▶ **Instruções**
- a) Responda, com base no texto sobre livros de zumbis, às perguntas abaixo:
(i) Quem está levando "Guerra Mundial Z" às telas?
(ii) Que aspecto do livro "Guerra Mundial Z" o texto aponta como ruim?
(iii) Quem traduziu para o português "The Walking Dead: A Ascenção do Governador"?
- b) Prossiga com o texto sobre livros de zumbis em um ou dois parágrafos, começando logo após a última frase.

Empresários da indústria farmacêutica que lucraram com a histeria da infestação zumbi; general chinês que fugiu com um submarino nuclear, para preservar sua família e a dos tripulantes; civis que fugiram para o norte, esperando vencer os zumbis com a neve do inverno; os fracassos do exército nas batalhas contra um inimigo implacável, nunca enfrentado antes: o livro vai muito além do óbvio e não narra somente pequenas histórias de sobrevivência, mostrando tudo o que foi feito, em escala mundial, para que se pudessem vencer os zumbis.

Se há um aspecto ruim do livro, é o excesso de termos técnicos do exército: referências a equipamentos e armamentos do exército, sem uma explicação mais detalhada, faz o leitor ficar boiando em alguns momentos, mas não é nada que atrapalhe a leitura. Muito pelo contrário: tais termos só trazem mais verossimilhança ao livro.

"Guerra Mundial Z" está sendo trazida às telas por Brad Pitt, e eu acredito que pode ser um filme muito divertido, mas que, com certeza, não fará juz ao livro: é um livro sem protagonista, contando dezenas (sim, dezenas) de histórias paralelas. É impossível trazê-lo fielmente às telas e, ainda assim, fazer um produto acessível para as massas. Portanto, não se atenha somente ao filme para julgar o livro.

No final, o que fica mais evidente ao ler este livro é que a guerra contra os zumbis não trará somente um inimigo, os mortos; há outro que está sempre por perto, e que, por sua imprevisibilidade, pode se tornar o mais perigoso de todos: os vivos. Dizem que os verdadeiros amigos só aparecem nas piores horas. Acho que num apocalipse zumbi é quando você realmente descobre quem são seus verdadeiros amigos.

sexta-feira, 13 de julho de 2012

The Walking Dead: A Ascenção do Governador, Robert Kirkman e Jay Bonansinga

Ficha Técnica

Título original: The Walking Dead: Rise of the Governor
Gênero: Romance
Ano de lançamento: 2011
Ano desta edição: 2012
Editora: Galera Record
Páginas: 361
Idioma: Português (tradução de Gabriel Zide Neto)

Citação: "É quase como se as vísceras estivessem caindo do céu, como chuva, em vez de estarem subindo por debaixo das rodas, ou escorrendo pela lataria, ou esguichando da grade frontal, enquanto o Escalade vai triturando os corpos. A matéria líquida se esparrama pelos vidros, ininterruptamente, com o ritmo de um gigantesco cata-vento, um caleidoscópio colorido, um arco-íris de tecidos humanos - vermelho-sangue-de-boi, verde-lodo-de-lago, amarelo-ocre, e preto-piche. Para Philip, é quase lindo."


Você conhece The Walking Dead, certo? Nunca ouviu falar em apocalipse zumbi? Cara, você está correndo um sério risco de vida...

▶ **Dados fornecidos**
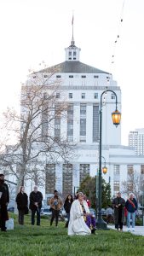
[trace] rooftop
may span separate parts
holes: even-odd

▶ **Respostas**
- a)
(i) Brad Pitt.
(ii) O excesso de termos técnicos do exército.
(iii) Gabriel Zide Neto.

- b)
Fenômeno mundial dos quadrinhos e da TV, TWD não poderia deixar de fazer dinheiro com livros também, oras bolas! E por isso Kirkman concebeu este "A Ascenção do Governador" para contar uma outra história de TWD (embora não seja tããããão diferente assim...). Ele contou com a ajuda de Jay Bonansinga, autor experiente de livros de terror. Talvez pela inexperiência de Kirkman com literatura (afinal, escrever para quadrinhos e para a TV é muito diferente). A verdade é que eu não sei bem quem culpar pelas partes ruins do livro, que, convenhamos, são irritantes.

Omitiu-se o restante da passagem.